- **EXCERPT PROVIDED**:
--------------------

Well this is just wonderful, you've all made SUCH good points. Between the books 1001 points and then your own ideas, it's a rich buffet, it really is. I love to go off and think about your posts and the book points. I am so glad we're reading and discussing this. I feel as if I've had a course in gerontology which apparently I could have used way back when, so much explained here IF we agree with her reasoning.
Jonathan, what a quote. Why do you think they said good bye O Lord I'm going to America? I have a friend who told me when she came by ship to NYC for the first time (she was a young girl, I think she was 10 and alone) she wanted to turn around and go back. She had understood the streets were paved with gold and the wharves, the general area where the ships landed, the NYC ports back then (she's elderly) (I guess from Ellis Island but I am not sure) was so far from "streets of gold" she wanted to go back. But she's still here, and loving it.

--------------------

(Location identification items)
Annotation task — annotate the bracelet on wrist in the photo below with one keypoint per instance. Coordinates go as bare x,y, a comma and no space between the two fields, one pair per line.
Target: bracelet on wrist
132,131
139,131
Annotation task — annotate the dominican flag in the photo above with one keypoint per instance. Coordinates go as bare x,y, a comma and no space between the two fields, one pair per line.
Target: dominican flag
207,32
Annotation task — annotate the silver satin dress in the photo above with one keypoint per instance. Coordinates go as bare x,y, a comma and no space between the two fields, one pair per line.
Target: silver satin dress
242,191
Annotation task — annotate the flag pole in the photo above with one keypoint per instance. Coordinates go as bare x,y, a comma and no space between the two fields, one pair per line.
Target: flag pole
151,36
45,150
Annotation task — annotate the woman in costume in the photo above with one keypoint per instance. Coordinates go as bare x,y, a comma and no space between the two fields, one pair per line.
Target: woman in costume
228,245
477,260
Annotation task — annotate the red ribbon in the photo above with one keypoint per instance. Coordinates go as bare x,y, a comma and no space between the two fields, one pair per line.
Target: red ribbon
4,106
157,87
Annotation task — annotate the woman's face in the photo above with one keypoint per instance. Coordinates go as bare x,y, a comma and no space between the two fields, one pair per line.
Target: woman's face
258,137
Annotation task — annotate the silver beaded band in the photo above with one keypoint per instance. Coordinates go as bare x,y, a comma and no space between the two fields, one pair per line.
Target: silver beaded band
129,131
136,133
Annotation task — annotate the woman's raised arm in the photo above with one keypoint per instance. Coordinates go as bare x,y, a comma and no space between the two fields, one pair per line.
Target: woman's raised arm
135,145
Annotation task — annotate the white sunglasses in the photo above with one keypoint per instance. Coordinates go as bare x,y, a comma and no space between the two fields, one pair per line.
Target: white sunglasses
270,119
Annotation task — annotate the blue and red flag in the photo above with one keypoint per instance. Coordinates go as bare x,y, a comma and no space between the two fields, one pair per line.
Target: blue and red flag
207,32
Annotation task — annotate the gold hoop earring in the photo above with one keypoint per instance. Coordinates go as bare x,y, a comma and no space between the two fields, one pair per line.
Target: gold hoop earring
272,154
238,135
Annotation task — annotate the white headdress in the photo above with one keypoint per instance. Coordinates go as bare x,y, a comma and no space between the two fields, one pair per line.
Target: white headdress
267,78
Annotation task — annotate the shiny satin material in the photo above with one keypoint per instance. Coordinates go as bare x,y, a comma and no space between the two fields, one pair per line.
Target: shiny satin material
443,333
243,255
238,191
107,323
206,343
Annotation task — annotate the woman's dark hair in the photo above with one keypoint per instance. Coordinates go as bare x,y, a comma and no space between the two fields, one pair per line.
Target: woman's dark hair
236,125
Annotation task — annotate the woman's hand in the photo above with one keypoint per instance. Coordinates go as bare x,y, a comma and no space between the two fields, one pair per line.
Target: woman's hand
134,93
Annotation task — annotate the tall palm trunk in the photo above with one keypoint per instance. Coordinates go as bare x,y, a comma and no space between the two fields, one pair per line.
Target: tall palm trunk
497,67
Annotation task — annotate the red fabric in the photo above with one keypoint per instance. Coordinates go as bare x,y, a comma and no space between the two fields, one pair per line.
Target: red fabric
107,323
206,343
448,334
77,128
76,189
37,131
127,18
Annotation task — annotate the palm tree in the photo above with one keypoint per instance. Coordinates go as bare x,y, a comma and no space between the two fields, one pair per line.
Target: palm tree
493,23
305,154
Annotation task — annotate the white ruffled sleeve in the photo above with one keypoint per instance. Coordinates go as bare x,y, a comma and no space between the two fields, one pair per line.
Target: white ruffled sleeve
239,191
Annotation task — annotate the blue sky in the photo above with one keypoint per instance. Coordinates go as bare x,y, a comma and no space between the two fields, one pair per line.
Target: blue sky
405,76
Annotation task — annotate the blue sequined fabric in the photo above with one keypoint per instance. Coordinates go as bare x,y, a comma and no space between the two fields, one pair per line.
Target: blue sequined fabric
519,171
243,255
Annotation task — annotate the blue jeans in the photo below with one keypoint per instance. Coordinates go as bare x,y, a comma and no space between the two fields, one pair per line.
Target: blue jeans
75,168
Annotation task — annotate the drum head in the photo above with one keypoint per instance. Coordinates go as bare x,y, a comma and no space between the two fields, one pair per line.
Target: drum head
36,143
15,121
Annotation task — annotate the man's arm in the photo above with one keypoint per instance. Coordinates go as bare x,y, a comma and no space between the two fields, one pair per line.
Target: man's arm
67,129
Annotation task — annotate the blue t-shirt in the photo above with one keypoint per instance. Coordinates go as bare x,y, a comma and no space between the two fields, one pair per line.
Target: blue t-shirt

--------------------

- **WORK REQUIRED**:
Answer these questions using the forum post above.
(a) The writer says it feels like having had a course in what subject?
(b) About how old does the writer think the friend was when she first came by ship to NYC?
(c) What had the friend understood the streets to be paved with?

- **WRITTEN ANSWER**:
(a) Gerontology
(b) 10
(c) Gold